* Start *

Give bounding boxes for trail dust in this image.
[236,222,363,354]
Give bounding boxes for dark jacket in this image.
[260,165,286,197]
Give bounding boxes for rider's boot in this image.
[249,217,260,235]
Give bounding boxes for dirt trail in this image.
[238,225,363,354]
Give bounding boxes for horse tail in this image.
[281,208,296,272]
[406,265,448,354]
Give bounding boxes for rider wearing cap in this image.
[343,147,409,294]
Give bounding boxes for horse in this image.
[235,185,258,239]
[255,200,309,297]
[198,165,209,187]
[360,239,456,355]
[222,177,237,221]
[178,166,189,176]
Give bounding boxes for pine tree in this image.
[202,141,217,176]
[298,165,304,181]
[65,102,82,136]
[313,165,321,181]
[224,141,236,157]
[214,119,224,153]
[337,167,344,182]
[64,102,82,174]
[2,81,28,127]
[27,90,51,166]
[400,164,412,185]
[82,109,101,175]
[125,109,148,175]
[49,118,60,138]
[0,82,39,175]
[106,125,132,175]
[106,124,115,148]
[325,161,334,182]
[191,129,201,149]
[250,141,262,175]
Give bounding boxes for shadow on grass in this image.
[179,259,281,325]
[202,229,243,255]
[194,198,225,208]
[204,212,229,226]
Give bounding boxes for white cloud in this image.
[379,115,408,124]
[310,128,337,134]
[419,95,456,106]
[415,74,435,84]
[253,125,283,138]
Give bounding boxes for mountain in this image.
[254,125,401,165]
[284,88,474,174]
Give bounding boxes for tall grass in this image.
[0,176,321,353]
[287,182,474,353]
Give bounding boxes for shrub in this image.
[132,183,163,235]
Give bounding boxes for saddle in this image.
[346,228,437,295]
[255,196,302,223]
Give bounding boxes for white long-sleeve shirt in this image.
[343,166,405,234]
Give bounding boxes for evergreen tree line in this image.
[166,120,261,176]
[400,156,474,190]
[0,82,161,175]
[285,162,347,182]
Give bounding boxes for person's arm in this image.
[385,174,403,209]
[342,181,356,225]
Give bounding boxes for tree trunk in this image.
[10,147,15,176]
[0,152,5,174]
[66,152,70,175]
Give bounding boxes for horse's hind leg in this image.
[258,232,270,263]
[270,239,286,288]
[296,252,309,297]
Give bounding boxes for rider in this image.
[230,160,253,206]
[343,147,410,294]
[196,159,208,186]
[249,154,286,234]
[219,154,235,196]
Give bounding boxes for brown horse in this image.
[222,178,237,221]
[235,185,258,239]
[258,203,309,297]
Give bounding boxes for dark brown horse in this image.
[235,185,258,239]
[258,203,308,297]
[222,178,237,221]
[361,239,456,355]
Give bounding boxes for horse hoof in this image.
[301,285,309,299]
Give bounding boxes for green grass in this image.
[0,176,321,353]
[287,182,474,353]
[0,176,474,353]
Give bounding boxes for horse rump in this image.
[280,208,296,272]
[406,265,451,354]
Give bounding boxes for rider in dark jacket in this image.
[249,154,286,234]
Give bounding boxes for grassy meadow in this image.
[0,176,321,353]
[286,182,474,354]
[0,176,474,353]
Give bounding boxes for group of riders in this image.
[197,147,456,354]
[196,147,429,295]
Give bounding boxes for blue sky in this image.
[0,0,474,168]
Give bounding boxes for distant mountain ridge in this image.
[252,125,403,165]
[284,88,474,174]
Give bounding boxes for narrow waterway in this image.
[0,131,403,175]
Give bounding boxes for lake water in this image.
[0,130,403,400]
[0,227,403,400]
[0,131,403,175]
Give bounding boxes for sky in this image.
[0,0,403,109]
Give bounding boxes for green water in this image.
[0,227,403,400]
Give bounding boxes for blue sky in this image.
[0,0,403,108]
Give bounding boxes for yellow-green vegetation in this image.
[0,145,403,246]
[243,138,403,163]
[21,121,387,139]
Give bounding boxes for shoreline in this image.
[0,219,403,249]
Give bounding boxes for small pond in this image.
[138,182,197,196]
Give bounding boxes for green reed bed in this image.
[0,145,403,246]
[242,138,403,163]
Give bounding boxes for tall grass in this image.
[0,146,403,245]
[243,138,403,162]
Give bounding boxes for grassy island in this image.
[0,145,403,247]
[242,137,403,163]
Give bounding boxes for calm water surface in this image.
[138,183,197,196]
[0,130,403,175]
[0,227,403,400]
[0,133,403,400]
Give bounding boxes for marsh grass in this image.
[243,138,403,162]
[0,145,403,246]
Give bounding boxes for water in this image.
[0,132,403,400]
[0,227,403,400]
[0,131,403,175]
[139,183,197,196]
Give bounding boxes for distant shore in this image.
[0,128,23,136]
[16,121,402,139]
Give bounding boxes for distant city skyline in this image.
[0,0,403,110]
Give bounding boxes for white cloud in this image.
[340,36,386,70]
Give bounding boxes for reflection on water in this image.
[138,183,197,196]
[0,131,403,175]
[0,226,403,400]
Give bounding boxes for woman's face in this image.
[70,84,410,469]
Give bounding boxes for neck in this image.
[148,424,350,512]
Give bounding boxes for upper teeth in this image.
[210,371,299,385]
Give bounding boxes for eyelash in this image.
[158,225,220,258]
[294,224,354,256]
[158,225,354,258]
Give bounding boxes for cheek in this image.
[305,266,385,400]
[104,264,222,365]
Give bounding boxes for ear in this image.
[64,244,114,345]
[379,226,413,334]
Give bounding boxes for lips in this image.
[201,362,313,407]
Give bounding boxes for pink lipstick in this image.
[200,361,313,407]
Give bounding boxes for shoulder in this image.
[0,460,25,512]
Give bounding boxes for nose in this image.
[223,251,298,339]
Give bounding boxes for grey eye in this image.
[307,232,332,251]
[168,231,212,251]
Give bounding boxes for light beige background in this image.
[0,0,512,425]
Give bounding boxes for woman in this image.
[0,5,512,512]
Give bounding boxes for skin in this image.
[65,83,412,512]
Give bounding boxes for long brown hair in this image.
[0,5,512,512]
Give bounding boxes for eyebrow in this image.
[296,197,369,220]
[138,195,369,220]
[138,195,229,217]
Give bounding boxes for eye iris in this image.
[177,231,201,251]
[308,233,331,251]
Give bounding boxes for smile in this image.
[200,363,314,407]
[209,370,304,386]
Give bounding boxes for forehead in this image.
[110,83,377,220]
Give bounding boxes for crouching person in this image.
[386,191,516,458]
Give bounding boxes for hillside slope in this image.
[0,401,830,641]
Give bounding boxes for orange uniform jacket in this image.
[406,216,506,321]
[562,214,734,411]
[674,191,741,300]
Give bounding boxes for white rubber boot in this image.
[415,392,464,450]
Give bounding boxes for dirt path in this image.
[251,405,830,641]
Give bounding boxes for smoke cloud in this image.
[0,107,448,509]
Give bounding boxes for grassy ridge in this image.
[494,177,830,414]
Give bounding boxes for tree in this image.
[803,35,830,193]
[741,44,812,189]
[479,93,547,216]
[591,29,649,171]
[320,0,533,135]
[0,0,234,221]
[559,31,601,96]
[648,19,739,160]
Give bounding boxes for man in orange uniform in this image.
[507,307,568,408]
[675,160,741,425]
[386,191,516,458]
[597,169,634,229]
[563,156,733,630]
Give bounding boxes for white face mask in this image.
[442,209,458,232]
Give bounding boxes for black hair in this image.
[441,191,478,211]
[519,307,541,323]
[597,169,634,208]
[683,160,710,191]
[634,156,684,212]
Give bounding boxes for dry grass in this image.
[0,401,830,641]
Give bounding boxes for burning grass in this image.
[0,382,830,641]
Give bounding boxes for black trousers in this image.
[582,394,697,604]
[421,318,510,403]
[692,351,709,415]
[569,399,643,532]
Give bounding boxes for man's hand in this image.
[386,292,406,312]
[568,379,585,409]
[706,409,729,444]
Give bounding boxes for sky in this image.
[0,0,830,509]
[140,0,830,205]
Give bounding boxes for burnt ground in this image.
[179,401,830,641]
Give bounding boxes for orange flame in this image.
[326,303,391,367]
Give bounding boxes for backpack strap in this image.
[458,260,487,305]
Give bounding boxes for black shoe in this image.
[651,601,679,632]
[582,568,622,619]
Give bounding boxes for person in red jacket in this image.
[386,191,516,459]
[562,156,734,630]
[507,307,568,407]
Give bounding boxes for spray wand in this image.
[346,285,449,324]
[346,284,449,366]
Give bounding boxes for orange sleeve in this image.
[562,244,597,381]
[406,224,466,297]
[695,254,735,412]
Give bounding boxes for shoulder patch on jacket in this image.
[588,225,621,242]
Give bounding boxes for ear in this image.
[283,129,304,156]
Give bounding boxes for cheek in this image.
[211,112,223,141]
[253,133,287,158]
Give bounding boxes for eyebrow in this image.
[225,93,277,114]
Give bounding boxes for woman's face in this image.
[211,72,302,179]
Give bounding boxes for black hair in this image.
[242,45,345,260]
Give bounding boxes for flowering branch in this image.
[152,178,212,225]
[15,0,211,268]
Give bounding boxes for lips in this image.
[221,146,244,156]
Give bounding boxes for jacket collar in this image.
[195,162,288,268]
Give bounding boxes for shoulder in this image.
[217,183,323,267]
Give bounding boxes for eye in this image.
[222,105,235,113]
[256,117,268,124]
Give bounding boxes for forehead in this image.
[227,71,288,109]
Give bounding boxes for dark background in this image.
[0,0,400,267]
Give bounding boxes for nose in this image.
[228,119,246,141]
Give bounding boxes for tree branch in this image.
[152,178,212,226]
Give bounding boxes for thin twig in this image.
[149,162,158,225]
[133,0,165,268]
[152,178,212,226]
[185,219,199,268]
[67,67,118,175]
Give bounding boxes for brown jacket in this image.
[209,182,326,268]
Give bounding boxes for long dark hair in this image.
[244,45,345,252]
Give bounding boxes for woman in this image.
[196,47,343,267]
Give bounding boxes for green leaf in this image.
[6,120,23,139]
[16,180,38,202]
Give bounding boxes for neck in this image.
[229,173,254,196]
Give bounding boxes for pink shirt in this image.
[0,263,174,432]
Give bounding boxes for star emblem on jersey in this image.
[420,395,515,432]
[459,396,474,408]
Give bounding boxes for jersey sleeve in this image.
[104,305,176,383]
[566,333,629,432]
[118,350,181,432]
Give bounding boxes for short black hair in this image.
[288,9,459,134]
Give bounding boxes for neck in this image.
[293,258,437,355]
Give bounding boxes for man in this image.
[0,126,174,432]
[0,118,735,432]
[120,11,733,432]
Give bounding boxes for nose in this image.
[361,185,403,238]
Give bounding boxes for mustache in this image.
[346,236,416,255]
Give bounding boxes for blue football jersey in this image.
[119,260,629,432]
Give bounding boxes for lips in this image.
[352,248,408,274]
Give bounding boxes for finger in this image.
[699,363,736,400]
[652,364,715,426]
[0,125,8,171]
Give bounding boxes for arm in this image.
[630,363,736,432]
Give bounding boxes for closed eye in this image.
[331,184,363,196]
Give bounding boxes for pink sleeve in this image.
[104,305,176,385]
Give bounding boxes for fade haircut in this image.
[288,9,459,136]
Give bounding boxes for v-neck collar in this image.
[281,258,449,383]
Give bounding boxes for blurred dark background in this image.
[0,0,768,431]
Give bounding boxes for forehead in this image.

* End *

Written instruction —
Please render the data starting at the line that contains "Give bounding boxes for star" and ending at the line that contains "[288,9,459,136]" as a JSON list of strings, one string per line, with blank lines left out.

Written answer —
[
  "Give bounding boxes for star emblem on jersey in this image.",
  "[420,395,515,432]",
  "[459,396,474,408]",
  "Give bounding boxes for jersey sleeve in this image.",
  "[104,305,176,383]",
  "[566,333,629,432]",
  "[118,350,181,432]",
  "Give bounding boxes for short black hair in this image.",
  "[288,9,459,134]",
  "Give bounding boxes for neck in this image.",
  "[293,258,437,355]",
  "Give bounding boxes for man in this image.",
  "[0,126,174,432]",
  "[0,118,735,432]",
  "[120,11,733,432]",
  "Give bounding boxes for nose in this image.",
  "[361,185,403,238]",
  "Give bounding boxes for mustache in this image.",
  "[346,236,416,255]",
  "Give bounding boxes for blue football jersey in this image.",
  "[119,260,629,432]",
  "Give bounding boxes for lips in this image.",
  "[352,248,408,274]",
  "Give bounding boxes for finger in this image.",
  "[699,363,736,400]",
  "[652,364,715,426]",
  "[0,125,8,171]",
  "Give bounding boxes for arm in this image.",
  "[630,363,736,432]",
  "Give bounding boxes for closed eye in this image.",
  "[331,184,363,196]",
  "Give bounding boxes for pink sleeve in this image.",
  "[104,305,176,385]",
  "Give bounding boxes for fade haircut in this image.",
  "[288,9,459,136]"
]